Quote the lines of the data below verbatim, beginning at the line that contains "In this exercise you will pick out the scarf" and ending at the last line, both included, and excluding pictures.

Entries shown.
-- -- --

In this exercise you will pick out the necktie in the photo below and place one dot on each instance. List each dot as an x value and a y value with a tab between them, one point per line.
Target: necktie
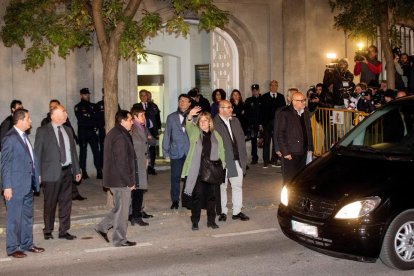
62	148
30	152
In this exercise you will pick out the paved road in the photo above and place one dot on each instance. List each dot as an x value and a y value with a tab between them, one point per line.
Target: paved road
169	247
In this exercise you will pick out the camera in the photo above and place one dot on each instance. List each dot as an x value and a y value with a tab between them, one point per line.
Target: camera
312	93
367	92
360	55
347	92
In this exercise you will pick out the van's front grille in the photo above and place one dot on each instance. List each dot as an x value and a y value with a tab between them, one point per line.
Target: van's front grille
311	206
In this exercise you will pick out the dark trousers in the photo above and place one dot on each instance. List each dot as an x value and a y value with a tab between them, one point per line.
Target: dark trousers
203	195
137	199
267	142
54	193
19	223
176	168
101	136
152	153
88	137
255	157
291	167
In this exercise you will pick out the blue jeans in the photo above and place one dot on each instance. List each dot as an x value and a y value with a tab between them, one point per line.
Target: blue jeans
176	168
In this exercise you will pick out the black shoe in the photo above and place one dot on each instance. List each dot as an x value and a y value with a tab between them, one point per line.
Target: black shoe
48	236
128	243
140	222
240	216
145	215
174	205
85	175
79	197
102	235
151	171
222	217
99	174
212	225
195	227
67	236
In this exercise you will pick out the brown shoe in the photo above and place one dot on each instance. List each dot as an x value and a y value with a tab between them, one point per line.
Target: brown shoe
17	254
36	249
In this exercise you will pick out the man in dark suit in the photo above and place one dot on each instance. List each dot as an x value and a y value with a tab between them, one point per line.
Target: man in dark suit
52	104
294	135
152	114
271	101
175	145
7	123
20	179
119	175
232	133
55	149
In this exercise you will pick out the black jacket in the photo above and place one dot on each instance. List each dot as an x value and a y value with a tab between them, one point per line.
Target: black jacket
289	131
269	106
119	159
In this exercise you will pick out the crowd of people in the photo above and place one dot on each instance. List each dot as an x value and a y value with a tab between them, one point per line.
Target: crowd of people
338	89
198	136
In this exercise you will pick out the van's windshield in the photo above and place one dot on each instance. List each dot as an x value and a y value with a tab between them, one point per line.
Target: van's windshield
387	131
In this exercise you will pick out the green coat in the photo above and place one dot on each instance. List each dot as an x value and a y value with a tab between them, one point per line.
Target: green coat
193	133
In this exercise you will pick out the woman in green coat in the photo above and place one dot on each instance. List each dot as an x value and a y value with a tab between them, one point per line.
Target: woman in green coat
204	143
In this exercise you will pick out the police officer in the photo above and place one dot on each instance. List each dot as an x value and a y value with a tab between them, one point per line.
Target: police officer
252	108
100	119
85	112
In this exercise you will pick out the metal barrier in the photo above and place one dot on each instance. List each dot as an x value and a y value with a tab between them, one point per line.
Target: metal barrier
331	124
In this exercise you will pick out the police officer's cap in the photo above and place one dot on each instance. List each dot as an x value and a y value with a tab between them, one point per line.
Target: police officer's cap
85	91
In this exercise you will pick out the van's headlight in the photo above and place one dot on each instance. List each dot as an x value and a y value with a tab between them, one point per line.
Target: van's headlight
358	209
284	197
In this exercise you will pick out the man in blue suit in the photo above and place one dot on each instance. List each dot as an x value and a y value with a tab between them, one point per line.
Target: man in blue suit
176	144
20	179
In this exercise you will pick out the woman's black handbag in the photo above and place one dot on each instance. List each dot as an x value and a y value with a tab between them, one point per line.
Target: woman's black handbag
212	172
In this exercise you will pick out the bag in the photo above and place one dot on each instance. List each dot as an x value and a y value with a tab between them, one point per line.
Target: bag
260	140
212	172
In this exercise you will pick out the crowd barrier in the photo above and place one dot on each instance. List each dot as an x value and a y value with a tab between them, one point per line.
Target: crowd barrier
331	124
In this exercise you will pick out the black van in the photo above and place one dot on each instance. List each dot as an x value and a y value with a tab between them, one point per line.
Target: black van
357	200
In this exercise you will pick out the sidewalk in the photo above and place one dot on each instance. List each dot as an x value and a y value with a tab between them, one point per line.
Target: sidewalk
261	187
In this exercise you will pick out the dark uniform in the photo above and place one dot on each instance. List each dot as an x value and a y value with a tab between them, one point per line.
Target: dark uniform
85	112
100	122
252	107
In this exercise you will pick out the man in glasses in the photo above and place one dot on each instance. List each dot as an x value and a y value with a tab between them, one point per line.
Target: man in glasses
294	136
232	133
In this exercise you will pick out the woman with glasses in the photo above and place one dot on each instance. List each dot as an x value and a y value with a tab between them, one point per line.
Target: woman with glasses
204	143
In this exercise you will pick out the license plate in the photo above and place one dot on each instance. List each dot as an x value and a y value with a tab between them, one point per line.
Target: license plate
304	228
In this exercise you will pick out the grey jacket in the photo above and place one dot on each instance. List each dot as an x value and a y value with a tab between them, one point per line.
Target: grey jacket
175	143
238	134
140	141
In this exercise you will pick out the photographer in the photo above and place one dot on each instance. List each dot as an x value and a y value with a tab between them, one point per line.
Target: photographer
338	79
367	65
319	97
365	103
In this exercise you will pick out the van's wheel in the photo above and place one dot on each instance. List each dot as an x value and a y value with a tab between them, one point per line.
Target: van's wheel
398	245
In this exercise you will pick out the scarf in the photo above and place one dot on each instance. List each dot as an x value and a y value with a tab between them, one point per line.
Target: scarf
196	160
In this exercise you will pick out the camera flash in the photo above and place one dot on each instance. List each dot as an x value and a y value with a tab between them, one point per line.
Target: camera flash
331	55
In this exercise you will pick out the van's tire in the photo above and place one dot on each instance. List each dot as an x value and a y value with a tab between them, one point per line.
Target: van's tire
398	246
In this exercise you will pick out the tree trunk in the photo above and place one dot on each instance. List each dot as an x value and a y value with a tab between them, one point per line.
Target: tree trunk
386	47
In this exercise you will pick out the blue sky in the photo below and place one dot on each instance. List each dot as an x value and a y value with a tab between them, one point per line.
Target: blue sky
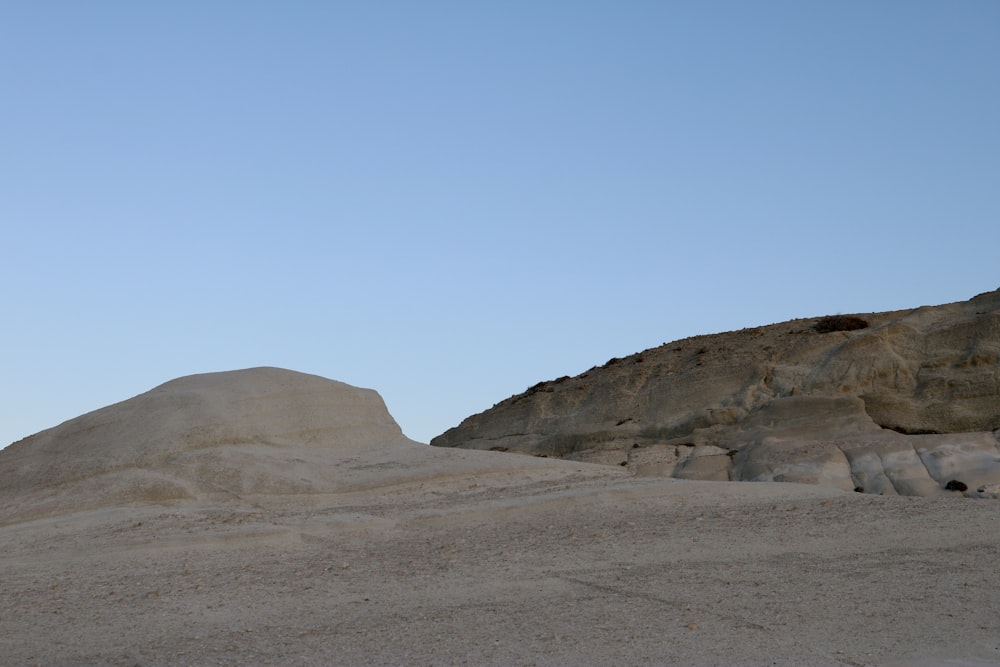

-- -- --

Written answer.
In this exercise you will pick out the scarf in the photo above and place one dot on each instance. List each dot as an x value and a y value with a tab between them, one point per line.
Target: scarf
196	160
In this exercise you will pick out the camera flash in the photo above and place one dot on each instance. List each dot as an x value and a y value with a tab between them, one point per line.
Target: camera flash
331	55
In this exercise you will pick out the van's tire in the photo above and place one dot on each instance. List each dot as an x value and a y value with a tab between them, one point per line.
Target: van's tire
398	246
In this exercise you will pick out the tree trunk in the photo above and place one dot on each instance. List each dot as an x value and a y value with a tab between them, one point per line.
Target: tree trunk
386	47
In this exercise you will pick out the blue sky in the photo below and place one dot on each instance. List each dot as an x value and a y value with a tab between them, one point per line.
Target: blue sky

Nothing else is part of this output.